*DOCUMENT EXCERPT:*
▬▬▬

Lokopriya Gopinath Bordoloi Regional Institute of Mental Health (লোকপ্ৰিয় গোপীনাথ বৰদলৈ আঞ্চলিক মানসিক স্বাস্থ্য প্ৰতিষ্ঠান) is one of the oldest mental health care institutes in India established in the year 1876. It is located in Tezpur in Sonitpur district of  Assam. The Institute is spread over 81 acres of land.

Location
Lokpriya Gopinath Bordoloi Regional Institute of Mental Health (LGBRIMH) is located in Tezpur. It is connected by road, rail and air to other  parts of the country. The Institute is located about 2 km away from the ASTC Bus Stand, Tezpur. It is about 180 km away from Guwahati.
The Tezpur Airport at Salonibari is about 15 km away from the Institute.

History
The Lokopriya Gopinath Bordoloi Regional Institute of Mental Health (LGBRIMH) was initially set up as
Tezpur Lunatic Asylum under the British Government in April, 1876.
In 1922 the hospital was renamed as Tezpur Mental Hospital. The hospital accommodation rose up to 700 beds in 1932.
After the Independence, the hospital was brought under the Government of Assam. In 1949, Late Dr. N. C. Bordoloi became the Superintendent of the hospital. During his tenure, the hospital saw marked improvement in the administration and treatment services. Dr. Bordoloi was the first psychiatrist in the country to receive the Padmashree Award from the Government of India for his dedicated service.
A new Out-Patient Department (OPD) was built in 1987. In the following year, another two storied building was built to accommodate the increased number of patients.  In 1989, the hospital was renamed as Lokopriya Gopinath Bordoloi Institute of Mental Health on the name of first chief minister of Assam Gopinath Bordoloi .
In 1999 the Institute was handed over to the North Eastern Council (NEC). 
On 1 June 2007, the Institute was taken over by the Ministry of Health and Family Welfare (India), Government of India.

▬▬▬

*REQUIRED ACTIONS:*
a - According to the article on the Tezpur mental health institute, what was the hospital renamed in 1922?
b - List every name the Tezpur mental health institute has carried, according to the article.
c - Extend the article on the Tezpur mental health institute, picking up after its last sentence.

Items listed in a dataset

▬▬▬

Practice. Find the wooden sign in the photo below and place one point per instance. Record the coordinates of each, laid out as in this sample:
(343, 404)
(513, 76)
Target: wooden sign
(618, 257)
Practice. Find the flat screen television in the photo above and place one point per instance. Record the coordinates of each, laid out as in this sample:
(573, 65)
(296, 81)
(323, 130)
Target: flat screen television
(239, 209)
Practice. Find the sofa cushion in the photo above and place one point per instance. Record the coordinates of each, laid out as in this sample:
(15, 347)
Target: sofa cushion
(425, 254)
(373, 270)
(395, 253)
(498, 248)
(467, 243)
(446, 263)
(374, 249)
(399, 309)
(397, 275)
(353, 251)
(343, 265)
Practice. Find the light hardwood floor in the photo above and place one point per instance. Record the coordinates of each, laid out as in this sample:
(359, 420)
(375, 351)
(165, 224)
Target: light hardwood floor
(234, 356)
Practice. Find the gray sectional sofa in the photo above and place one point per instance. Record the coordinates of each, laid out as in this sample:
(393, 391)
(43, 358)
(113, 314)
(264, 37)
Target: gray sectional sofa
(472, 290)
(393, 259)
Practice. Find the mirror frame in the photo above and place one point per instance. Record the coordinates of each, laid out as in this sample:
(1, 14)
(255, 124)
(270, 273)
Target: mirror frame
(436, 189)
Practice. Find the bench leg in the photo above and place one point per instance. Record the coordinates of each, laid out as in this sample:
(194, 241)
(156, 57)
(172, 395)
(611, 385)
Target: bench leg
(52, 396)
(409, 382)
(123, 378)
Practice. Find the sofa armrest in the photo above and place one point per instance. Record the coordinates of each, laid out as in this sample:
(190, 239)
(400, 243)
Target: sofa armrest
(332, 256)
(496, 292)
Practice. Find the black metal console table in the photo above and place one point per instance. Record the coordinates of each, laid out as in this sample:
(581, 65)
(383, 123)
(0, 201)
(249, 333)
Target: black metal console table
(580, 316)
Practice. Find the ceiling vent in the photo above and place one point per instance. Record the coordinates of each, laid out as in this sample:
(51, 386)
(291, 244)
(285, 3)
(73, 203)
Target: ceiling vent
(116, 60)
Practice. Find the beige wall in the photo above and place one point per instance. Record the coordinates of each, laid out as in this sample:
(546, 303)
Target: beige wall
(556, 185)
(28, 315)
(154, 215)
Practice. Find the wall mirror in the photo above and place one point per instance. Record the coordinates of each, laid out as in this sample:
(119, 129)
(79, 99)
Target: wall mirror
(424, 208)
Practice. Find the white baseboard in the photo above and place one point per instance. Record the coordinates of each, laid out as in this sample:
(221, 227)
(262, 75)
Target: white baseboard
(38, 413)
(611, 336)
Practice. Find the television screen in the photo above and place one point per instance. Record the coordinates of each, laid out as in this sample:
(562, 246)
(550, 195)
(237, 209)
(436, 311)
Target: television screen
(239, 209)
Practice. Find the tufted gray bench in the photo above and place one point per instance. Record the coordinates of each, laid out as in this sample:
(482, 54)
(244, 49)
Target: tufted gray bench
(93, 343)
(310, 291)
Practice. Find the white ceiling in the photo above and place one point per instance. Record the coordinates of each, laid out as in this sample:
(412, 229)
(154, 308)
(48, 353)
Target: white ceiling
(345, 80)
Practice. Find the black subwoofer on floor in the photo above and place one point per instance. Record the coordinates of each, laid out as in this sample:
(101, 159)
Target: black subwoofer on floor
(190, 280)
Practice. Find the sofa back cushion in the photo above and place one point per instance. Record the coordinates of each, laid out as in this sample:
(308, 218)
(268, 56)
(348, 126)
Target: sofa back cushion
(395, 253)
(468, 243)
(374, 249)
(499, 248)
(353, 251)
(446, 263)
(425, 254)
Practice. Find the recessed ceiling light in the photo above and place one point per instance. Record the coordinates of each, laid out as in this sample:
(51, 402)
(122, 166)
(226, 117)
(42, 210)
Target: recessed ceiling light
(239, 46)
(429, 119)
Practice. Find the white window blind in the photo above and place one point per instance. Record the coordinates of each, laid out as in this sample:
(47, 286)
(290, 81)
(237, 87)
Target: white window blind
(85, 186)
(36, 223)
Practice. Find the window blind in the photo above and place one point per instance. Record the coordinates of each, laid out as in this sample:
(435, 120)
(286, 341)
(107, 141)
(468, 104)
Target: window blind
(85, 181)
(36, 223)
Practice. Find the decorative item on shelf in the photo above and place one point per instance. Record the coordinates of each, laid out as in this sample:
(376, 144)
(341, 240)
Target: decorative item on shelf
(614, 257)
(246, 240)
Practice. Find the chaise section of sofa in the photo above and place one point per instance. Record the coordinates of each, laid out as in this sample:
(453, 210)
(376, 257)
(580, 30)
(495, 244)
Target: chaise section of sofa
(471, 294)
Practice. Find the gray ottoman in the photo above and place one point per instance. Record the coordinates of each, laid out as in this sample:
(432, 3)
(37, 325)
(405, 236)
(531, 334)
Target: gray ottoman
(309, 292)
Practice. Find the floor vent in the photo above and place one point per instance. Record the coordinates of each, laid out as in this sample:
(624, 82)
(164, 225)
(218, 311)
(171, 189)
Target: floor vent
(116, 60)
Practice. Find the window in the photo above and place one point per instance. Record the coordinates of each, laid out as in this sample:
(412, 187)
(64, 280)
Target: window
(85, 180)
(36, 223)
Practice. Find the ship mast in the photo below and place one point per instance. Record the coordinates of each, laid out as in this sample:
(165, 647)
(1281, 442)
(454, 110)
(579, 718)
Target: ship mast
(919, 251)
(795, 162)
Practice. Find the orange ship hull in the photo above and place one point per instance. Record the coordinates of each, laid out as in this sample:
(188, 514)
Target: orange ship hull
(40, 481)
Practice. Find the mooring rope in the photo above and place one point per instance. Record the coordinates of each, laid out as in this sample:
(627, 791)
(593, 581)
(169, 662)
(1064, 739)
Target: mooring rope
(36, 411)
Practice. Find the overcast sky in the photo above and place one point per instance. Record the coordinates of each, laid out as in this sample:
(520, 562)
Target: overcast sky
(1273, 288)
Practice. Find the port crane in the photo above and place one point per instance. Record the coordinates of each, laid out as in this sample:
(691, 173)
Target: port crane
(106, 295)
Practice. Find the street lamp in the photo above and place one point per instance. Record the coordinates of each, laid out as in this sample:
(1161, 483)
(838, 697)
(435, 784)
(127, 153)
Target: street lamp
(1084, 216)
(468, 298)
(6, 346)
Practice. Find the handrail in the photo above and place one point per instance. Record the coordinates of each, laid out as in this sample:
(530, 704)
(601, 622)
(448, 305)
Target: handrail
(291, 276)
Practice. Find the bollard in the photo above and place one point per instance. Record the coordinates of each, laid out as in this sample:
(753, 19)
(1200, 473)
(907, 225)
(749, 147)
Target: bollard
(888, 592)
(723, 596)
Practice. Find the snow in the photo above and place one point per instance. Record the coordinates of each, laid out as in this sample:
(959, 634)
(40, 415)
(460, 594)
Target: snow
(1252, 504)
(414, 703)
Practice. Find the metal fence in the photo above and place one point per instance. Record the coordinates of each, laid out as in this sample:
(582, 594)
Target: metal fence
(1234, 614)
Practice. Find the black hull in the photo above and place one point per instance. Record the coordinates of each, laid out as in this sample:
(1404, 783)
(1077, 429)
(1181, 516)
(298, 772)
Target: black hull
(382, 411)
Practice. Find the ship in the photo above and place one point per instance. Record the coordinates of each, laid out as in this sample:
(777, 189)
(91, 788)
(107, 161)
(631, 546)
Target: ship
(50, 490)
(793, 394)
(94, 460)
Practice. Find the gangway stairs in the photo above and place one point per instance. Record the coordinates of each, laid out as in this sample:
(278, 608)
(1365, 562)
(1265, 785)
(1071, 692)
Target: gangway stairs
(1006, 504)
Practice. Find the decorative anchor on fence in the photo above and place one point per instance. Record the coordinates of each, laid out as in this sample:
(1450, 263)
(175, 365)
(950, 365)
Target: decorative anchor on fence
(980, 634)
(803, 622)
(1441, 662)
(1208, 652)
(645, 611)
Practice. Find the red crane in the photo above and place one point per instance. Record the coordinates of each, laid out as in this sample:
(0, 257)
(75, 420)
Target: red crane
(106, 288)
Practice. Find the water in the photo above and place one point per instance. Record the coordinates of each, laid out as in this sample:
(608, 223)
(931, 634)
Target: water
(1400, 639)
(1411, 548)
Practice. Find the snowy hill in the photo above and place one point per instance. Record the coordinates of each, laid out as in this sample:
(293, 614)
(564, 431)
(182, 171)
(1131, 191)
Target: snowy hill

▬▬▬

*WRITTEN ANSWERS:*
a - Tezpur Mental Hospital

b - Tezpur Lunatic Asylum; Tezpur Mental Hospital; Lokopriya Gopinath Bordoloi Institute of Mental Health; Lokopriya Gopinath Bordoloi Regional Institute of Mental Health

c -
Academics

Department of Psychiatry
Department of Psychiatry established in 1998. Residency Scheme of Government of India was started in this Institute from 2001.
The Department started the DNB course in 2006 and MD course in 2010. It has regular structured teaching programmes for the trainees as per guidelines approved by the National Board of Examinations (NBE), Medical Council of India (MCI) and Gauhati University. The faculties also provide medico-legal services and act in cooperation with the District Disability Rehabilitation Centre (DDRC), Tezpur for certification of disability.

Courses Offered:
MD (Psychiatry) 11 seats through NEET PG

Department of Psychiatric Nursing
Department of Psychiatric Nursing was started in the year 1998. In 2001, the Diploma in Psychiatric Nursing (DPN) was started under the Nursing Council of India and State Nursing Council. In 2007, the M. Sc Nursing (Psychiatric Nursing) course was introduced for the first time in the NER of India under Srimanta Sankaradeva University of Health Sciences. Mrs. Arunjyoti Baruah, HOD  of Department of Psychiatric Nursing received the  Florence Nightingale Award from the President of India in 2009.

Course Offered :
Diploma in Psychiatric Nursing (DPN)
The candidate should have a certificate in General Nursing and Midwifery or B.Sc. Nursing.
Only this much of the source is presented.